### Task inputs
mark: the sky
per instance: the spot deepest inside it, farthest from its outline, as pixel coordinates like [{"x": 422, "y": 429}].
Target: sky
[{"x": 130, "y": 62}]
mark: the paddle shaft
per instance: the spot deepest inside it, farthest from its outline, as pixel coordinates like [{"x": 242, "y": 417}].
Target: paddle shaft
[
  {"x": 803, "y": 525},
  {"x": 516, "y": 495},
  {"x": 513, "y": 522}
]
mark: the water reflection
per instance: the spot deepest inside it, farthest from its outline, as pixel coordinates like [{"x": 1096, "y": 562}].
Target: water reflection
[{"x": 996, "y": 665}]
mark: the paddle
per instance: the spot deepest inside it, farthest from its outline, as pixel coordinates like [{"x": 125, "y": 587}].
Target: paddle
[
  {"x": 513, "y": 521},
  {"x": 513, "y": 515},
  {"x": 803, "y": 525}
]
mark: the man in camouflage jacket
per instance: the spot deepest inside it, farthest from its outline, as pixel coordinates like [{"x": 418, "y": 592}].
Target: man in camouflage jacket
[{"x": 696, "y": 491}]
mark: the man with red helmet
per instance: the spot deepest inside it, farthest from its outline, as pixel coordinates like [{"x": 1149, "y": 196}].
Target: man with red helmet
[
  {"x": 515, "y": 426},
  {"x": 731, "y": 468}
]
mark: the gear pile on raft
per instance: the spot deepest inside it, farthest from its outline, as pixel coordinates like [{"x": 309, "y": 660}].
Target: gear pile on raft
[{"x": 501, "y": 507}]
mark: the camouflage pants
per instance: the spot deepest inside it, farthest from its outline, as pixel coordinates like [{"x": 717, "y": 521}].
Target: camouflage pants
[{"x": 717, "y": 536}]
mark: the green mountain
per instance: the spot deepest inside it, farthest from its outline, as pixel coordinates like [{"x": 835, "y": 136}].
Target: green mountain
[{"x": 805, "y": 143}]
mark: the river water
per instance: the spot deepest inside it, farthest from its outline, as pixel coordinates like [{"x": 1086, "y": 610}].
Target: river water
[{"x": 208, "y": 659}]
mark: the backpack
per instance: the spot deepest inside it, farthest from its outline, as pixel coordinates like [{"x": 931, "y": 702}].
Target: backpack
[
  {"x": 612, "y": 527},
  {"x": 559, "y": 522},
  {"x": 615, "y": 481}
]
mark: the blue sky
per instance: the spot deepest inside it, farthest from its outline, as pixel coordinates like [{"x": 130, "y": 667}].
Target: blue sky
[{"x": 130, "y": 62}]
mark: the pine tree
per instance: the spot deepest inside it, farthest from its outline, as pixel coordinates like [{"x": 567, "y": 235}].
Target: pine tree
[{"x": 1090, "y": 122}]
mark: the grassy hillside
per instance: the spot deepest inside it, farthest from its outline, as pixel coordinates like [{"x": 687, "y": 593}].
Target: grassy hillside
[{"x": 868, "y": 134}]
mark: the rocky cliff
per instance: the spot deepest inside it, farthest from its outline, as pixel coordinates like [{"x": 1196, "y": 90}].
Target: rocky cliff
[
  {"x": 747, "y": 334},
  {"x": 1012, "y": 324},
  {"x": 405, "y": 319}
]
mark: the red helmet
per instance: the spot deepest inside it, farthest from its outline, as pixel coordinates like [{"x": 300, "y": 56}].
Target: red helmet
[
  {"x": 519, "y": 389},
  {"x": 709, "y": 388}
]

### Task directions
Rename "Target" to "Label" everywhere in the entries above, and write out all of their lines again with nothing else changed.

### Answer to the task
mark: the sky
per instance: the spot deepest inside it, farthest from its outline, as pixel coordinates like [{"x": 422, "y": 429}].
Label: sky
[{"x": 130, "y": 62}]
mark: the paddle shaft
per instance: the spot deepest inside it, farthest from its outline, as pixel coordinates like [{"x": 242, "y": 417}].
Label: paddle shaft
[
  {"x": 803, "y": 525},
  {"x": 516, "y": 495},
  {"x": 513, "y": 522}
]
mark: the water reflection
per instance: the spot deepest inside it, farthest from its outline, as pixel coordinates like [{"x": 1096, "y": 562}].
Label: water reflection
[{"x": 996, "y": 665}]
mark: the paddle
per instance: the spot deepest inside it, farthest from its outline, as pixel coordinates like [{"x": 125, "y": 587}].
Label: paddle
[
  {"x": 513, "y": 521},
  {"x": 513, "y": 515},
  {"x": 803, "y": 525}
]
mark: the man in camouflage jacket
per instance: the spot deepest inside it, farthest from its outline, as pixel coordinates like [{"x": 418, "y": 592}].
Label: man in camouflage jacket
[{"x": 696, "y": 491}]
mark: the man with red helmet
per instance: the spot deepest inside it, farthest from its outline, as pixel coordinates like [{"x": 1149, "y": 196}].
Label: man with red helmet
[
  {"x": 515, "y": 426},
  {"x": 731, "y": 468}
]
mark: the gear pile on raft
per instance: the spot deepest inside it, farthest from its outline, as pixel coordinates like [{"x": 309, "y": 660}].
Label: gear pile on raft
[{"x": 501, "y": 507}]
mark: the camouflage pants
per instance: the spot deepest inside it, farthest from its outline, as pixel coordinates like [{"x": 717, "y": 521}].
Label: camouflage pants
[{"x": 717, "y": 536}]
mark: the green mountain
per instance: the spot deepest inside it, farthest from its outline, as pixel coordinates like [{"x": 835, "y": 136}].
Label: green mountain
[{"x": 805, "y": 143}]
mark: the river water
per instance: the spot deepest inside it, farthest from its outline, as pixel coordinates like [{"x": 1086, "y": 610}].
Label: river water
[{"x": 208, "y": 659}]
mark: the backpack
per instance: the spot deepest inside it, farthest from its outline, as pixel coordinates like [{"x": 931, "y": 702}].
Label: backpack
[
  {"x": 612, "y": 527},
  {"x": 559, "y": 522},
  {"x": 615, "y": 481}
]
mark: the blue sky
per instance: the spot deepest inside it, farthest from its outline, as pixel coordinates like [{"x": 130, "y": 667}].
Label: blue sky
[{"x": 130, "y": 62}]
mark: the pine tree
per instance: the spot deepest inside it, farthest from its outline, as pixel coordinates like [{"x": 567, "y": 235}].
Label: pine tree
[{"x": 1090, "y": 122}]
mark: the grassy hillside
per instance: the spot deepest inside it, farthest from its outline, as pixel coordinates like [{"x": 687, "y": 593}].
Label: grassy hillside
[{"x": 868, "y": 134}]
mark: the rocky cliff
per instance: the spot deepest inside it, farthest from its outline, as pixel coordinates like [{"x": 1196, "y": 90}].
Label: rocky cliff
[
  {"x": 747, "y": 334},
  {"x": 1012, "y": 324},
  {"x": 405, "y": 319}
]
mark: the red helmet
per instance: the spot deepest inside it, farthest from its outline, as pixel coordinates like [{"x": 300, "y": 56}].
Label: red helmet
[
  {"x": 519, "y": 389},
  {"x": 709, "y": 388}
]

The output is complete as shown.